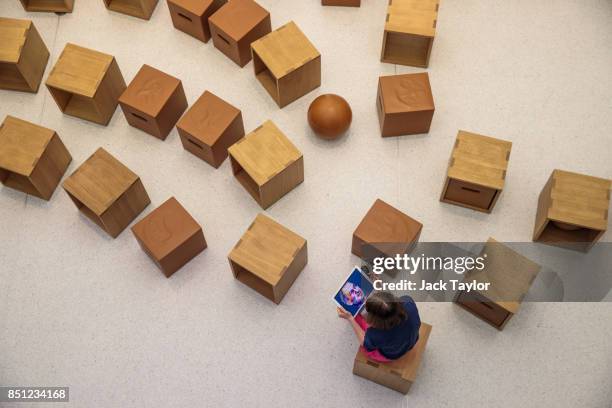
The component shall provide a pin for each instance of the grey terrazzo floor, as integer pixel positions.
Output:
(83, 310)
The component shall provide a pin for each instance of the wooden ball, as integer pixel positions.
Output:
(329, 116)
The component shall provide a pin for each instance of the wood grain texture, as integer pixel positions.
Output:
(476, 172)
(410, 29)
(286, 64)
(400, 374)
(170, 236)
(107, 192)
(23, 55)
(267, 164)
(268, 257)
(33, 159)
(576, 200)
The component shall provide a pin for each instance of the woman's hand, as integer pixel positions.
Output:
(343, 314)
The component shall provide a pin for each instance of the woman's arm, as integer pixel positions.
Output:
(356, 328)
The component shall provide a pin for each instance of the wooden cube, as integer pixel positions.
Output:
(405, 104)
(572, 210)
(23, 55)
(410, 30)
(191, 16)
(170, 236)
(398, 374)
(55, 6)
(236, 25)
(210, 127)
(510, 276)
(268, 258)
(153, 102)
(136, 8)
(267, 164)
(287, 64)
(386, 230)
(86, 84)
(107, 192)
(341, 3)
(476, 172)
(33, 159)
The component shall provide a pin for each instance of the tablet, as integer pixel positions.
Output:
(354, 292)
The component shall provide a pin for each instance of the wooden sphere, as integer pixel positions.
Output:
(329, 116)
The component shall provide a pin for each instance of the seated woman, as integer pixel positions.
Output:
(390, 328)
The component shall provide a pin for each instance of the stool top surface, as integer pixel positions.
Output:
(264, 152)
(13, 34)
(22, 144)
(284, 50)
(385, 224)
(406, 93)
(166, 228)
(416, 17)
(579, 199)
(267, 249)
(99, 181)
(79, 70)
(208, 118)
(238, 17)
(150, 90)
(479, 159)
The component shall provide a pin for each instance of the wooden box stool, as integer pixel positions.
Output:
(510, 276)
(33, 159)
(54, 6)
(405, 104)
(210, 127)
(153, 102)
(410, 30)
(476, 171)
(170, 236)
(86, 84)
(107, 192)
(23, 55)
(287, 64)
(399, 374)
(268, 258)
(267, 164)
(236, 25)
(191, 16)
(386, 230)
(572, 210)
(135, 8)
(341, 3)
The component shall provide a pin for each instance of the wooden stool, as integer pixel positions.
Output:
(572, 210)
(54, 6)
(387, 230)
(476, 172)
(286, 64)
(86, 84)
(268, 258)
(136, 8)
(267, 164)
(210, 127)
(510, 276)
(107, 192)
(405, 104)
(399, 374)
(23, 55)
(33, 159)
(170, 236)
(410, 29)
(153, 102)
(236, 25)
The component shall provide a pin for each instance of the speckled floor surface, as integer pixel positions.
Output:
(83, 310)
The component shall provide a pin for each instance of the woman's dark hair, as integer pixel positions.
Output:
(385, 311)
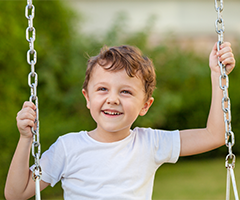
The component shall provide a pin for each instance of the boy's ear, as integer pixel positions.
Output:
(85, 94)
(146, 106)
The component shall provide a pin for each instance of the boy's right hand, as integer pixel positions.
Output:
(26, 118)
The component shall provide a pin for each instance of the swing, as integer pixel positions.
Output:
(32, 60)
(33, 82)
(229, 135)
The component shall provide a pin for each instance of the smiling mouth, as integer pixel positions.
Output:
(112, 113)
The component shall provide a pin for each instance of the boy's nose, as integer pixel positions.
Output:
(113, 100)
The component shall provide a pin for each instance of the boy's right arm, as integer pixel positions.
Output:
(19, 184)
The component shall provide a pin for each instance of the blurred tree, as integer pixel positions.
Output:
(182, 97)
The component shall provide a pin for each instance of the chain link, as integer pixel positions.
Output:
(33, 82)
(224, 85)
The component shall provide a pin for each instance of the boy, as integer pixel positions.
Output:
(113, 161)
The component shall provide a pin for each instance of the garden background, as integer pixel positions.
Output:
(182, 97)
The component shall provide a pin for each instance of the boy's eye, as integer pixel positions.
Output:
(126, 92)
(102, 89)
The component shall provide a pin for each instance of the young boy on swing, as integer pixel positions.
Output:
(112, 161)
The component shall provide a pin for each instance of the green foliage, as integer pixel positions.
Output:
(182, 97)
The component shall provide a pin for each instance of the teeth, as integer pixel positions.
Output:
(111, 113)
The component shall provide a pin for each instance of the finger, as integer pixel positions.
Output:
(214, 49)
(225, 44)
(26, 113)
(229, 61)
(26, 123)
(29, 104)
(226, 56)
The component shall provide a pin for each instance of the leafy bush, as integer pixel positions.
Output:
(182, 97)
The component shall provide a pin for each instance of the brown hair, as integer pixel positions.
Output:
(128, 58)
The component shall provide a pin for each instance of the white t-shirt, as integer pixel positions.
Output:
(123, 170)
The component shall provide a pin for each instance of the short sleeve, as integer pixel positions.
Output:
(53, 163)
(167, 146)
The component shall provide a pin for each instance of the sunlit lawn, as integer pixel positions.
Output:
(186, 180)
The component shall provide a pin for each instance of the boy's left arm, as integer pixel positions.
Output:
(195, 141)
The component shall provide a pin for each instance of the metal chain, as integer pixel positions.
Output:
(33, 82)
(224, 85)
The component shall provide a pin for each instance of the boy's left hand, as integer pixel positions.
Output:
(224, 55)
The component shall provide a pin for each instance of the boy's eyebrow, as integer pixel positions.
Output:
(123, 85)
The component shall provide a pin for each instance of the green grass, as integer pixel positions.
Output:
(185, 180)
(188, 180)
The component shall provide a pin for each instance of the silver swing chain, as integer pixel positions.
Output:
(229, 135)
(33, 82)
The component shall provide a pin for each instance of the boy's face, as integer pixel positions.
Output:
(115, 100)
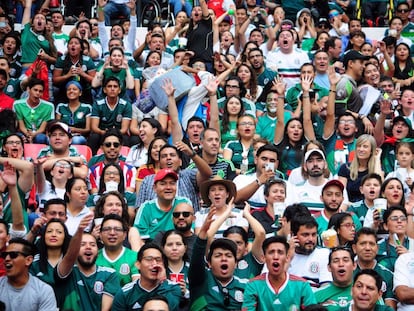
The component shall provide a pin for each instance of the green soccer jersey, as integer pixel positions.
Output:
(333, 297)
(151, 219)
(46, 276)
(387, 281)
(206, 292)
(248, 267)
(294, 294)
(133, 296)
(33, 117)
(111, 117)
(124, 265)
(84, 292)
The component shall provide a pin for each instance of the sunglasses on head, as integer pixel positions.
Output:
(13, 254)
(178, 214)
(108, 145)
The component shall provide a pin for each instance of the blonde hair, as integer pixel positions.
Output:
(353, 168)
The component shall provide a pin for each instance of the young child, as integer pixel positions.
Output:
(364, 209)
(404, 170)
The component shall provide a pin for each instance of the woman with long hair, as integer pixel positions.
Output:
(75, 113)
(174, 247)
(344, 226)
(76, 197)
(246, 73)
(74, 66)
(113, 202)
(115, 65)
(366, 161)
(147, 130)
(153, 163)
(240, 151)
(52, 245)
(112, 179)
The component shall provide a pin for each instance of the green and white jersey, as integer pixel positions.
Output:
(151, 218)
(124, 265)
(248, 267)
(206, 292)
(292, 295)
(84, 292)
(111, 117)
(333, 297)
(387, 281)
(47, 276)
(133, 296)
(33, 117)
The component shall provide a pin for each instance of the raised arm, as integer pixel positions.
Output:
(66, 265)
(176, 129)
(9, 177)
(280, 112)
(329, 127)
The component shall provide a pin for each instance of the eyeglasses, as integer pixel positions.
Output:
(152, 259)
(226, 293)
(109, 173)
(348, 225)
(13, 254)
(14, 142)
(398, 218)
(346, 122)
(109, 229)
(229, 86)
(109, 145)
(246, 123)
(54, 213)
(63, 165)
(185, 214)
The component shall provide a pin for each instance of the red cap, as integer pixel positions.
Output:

•••••

### PROBLEM STATEMENT
Copy the lines from the entries above in which the word "left" appears.

### EXERCISE OUTPUT
The component shall provide a pin for each instance of the boy's left arm, as integer pixel positions.
The component shall provide a pin for each instance of the boy's left hand, as integer pixel positions.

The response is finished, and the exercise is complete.